> [Aim]
Rewrite the rows starting at the first one and ending at the line that contains "Give the mask of every instance of the rounded", replacing "rounded stone edge" with "curved stone border" and changing nothing else.

(Shape labeling records)
++++
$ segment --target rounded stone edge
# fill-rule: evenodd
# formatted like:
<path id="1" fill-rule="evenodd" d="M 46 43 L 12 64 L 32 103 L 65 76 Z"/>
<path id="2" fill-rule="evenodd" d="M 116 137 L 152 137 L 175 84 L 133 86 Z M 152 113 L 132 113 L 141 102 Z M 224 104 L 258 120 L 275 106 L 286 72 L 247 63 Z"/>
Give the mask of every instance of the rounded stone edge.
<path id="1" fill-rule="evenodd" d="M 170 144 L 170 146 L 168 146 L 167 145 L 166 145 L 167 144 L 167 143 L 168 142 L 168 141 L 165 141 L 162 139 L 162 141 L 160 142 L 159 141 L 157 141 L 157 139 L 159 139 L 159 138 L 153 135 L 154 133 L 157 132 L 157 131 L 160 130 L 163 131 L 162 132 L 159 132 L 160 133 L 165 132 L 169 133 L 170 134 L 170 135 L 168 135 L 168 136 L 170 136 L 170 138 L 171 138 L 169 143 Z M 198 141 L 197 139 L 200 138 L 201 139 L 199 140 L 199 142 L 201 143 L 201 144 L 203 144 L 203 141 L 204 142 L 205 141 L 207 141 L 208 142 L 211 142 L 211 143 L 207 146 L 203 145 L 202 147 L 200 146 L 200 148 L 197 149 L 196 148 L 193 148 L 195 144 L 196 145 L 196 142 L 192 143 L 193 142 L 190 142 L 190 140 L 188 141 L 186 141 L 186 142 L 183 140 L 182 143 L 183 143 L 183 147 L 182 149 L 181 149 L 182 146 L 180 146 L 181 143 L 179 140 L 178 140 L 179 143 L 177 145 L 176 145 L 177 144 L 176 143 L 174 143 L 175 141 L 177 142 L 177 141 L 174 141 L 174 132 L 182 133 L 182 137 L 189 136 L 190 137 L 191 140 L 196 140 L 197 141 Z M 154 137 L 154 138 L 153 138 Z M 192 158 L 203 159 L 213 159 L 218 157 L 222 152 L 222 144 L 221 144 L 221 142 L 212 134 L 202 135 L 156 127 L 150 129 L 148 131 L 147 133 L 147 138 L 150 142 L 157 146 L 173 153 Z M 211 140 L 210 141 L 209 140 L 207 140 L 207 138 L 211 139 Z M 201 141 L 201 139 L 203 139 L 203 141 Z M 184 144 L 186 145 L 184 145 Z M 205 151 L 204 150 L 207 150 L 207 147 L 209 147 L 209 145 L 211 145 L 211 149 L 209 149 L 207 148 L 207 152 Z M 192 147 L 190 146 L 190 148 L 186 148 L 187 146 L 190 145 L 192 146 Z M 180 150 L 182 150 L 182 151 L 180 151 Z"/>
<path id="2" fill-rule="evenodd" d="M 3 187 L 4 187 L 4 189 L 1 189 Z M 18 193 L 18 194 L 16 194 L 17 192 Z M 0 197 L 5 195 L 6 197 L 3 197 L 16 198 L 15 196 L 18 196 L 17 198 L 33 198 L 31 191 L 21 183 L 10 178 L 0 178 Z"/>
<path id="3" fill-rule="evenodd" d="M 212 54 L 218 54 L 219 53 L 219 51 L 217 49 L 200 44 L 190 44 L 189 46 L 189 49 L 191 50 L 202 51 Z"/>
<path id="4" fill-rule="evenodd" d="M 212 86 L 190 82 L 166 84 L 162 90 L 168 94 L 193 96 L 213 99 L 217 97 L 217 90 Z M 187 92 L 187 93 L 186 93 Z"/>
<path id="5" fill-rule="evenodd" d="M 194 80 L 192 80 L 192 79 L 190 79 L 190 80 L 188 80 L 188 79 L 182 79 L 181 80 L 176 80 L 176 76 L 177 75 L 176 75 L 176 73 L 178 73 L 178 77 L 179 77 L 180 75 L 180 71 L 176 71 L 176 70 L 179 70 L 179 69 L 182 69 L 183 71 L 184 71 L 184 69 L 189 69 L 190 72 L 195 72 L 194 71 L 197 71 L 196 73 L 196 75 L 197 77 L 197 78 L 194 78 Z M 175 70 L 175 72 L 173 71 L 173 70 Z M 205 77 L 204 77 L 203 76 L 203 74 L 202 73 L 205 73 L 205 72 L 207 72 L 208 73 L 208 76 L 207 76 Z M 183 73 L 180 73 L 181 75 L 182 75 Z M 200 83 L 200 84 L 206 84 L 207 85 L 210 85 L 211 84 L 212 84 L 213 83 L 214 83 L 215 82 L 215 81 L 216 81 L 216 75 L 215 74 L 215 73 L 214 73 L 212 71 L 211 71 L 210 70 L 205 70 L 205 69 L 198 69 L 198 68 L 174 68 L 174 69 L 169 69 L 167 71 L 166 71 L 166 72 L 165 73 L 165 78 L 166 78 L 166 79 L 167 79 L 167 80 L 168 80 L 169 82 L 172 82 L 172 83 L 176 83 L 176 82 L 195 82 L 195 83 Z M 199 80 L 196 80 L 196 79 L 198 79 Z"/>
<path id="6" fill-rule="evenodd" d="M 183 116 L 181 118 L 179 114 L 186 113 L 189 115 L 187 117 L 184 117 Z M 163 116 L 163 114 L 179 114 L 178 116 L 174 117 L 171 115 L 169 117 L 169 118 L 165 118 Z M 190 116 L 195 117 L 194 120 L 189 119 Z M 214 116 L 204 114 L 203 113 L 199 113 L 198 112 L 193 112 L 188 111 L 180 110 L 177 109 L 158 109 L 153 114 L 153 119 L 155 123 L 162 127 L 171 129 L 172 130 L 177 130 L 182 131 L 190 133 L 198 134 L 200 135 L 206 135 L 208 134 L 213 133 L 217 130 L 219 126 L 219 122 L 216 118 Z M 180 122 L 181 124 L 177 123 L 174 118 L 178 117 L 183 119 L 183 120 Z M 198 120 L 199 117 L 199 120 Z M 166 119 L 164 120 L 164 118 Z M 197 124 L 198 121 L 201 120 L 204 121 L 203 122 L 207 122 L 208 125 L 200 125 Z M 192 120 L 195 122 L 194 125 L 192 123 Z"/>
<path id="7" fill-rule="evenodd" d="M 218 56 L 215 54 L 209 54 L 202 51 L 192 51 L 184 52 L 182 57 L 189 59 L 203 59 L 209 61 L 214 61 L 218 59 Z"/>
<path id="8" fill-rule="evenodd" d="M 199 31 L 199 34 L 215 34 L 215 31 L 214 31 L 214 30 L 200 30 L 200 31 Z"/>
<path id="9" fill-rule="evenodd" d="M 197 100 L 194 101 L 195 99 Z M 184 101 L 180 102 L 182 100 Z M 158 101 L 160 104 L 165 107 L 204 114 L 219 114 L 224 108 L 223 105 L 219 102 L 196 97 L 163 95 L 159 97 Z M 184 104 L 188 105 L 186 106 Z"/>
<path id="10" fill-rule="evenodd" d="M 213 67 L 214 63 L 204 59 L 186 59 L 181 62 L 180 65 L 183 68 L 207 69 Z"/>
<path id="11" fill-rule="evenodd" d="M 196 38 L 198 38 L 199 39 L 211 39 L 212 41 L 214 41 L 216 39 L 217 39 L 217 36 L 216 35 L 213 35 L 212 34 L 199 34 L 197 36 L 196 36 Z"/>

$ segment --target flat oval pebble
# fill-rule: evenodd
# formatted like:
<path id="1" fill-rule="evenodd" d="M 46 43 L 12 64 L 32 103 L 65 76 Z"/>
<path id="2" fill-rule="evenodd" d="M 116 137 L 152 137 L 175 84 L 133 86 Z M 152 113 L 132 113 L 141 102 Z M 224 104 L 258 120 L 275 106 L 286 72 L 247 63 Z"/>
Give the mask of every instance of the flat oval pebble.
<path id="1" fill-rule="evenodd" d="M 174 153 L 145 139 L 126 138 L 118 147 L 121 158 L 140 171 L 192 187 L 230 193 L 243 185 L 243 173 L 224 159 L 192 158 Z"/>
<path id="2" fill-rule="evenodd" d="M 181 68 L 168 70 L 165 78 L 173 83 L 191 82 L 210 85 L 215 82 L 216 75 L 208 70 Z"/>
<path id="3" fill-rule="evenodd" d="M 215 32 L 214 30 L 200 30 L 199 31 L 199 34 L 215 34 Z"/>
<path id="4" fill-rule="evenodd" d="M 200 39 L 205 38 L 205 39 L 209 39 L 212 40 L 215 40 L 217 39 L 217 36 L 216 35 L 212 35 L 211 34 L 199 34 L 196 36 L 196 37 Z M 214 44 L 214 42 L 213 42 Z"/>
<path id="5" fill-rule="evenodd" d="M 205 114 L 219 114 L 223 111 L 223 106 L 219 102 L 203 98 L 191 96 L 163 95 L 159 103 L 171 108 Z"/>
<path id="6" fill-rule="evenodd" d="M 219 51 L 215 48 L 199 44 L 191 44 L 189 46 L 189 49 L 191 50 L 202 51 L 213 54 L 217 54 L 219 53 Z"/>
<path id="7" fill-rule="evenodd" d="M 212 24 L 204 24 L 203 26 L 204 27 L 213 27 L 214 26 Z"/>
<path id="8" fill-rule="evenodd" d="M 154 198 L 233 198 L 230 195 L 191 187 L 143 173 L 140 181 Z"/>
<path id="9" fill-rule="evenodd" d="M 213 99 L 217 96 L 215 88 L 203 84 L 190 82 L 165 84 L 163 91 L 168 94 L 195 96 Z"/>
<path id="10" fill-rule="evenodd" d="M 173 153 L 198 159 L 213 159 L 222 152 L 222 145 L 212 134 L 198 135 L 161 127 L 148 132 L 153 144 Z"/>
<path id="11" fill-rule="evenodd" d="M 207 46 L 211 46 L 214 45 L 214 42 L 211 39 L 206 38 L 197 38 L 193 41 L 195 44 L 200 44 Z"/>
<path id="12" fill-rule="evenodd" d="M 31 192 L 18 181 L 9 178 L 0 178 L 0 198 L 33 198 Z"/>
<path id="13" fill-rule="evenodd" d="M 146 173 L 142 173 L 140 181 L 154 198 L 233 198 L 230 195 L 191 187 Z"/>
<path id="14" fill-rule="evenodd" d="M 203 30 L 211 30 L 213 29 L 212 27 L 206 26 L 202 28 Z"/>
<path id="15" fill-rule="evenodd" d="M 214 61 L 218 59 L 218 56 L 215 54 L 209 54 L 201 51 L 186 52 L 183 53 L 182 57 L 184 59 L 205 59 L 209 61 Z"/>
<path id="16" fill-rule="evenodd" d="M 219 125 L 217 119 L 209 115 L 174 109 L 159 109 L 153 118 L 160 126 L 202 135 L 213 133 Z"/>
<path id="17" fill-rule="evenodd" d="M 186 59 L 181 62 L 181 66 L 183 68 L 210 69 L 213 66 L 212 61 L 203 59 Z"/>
++++
> [Exercise answer]
$ segment --target curved stone border
# fill-rule: evenodd
# formatted like:
<path id="1" fill-rule="evenodd" d="M 46 43 L 12 64 L 32 103 L 65 76 Z"/>
<path id="2" fill-rule="evenodd" d="M 116 137 L 152 137 L 175 84 L 133 86 Z M 152 113 L 132 113 L 141 102 Z M 224 104 L 258 120 L 275 106 L 286 72 L 247 63 Z"/>
Give the mask of every instance of the curved stone border.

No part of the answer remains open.